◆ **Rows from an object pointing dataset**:
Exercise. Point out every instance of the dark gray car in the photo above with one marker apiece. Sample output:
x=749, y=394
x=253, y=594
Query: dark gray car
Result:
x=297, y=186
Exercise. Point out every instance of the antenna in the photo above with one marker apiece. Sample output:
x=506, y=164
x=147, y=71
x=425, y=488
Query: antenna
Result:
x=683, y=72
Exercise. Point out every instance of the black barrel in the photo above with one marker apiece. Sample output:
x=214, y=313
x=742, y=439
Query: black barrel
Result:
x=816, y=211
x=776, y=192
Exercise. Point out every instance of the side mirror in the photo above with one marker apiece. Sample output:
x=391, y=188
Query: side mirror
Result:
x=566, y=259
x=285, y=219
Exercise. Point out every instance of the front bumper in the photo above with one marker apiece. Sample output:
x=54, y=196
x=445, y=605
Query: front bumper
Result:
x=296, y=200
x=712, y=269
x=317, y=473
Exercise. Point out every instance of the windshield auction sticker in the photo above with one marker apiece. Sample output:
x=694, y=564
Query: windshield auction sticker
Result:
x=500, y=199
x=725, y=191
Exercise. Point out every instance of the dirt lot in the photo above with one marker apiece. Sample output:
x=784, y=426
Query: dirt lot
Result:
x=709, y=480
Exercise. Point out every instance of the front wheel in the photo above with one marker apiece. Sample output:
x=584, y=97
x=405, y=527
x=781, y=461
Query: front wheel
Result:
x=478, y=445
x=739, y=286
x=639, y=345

◆ **Exercise requirements**:
Please extract all of the material above and reproduce it word for word, with no changes.

◆ **Output below**:
Exercise. Point out every instance of the dark gray car in the photo above with one marker apiece. Sample output:
x=749, y=394
x=253, y=594
Query: dark gray car
Result:
x=297, y=186
Exercise. Point out every instance of the antenna in the photo above with one marker apiece. Sample output:
x=506, y=164
x=147, y=71
x=425, y=488
Query: antenna
Result:
x=683, y=72
Exercise. Point out every instance of the black barrel in the photo above with one marker apiece. Sample output:
x=214, y=313
x=742, y=439
Query: black barrel
Result:
x=816, y=211
x=776, y=192
Exercise. Point out every instance of the side mirror in the photo above with one marker apiece. Sample output:
x=391, y=188
Query: side mirror
Result:
x=566, y=259
x=285, y=219
Exercise. Point out every instance of the front bumper in the photo above with one marker apiece. Sample output:
x=54, y=196
x=445, y=605
Query: front bumper
Result:
x=296, y=200
x=712, y=269
x=317, y=473
Exercise. Point out every instance of the windshield auction sticker in the photo above with one marker apiece. Sample output:
x=694, y=564
Query: windshield auction sticker
Result:
x=500, y=199
x=725, y=191
Exercise. Point out every instance of the dirt lot in the photo above with one marker apiece. Sample output:
x=784, y=426
Query: dirt lot
Result:
x=709, y=480
Exercise. Point out every instance of the front wheel in the photo above with one marker apiece. Sample output:
x=584, y=97
x=405, y=527
x=781, y=461
Query: front wheel
Result:
x=478, y=445
x=739, y=286
x=639, y=345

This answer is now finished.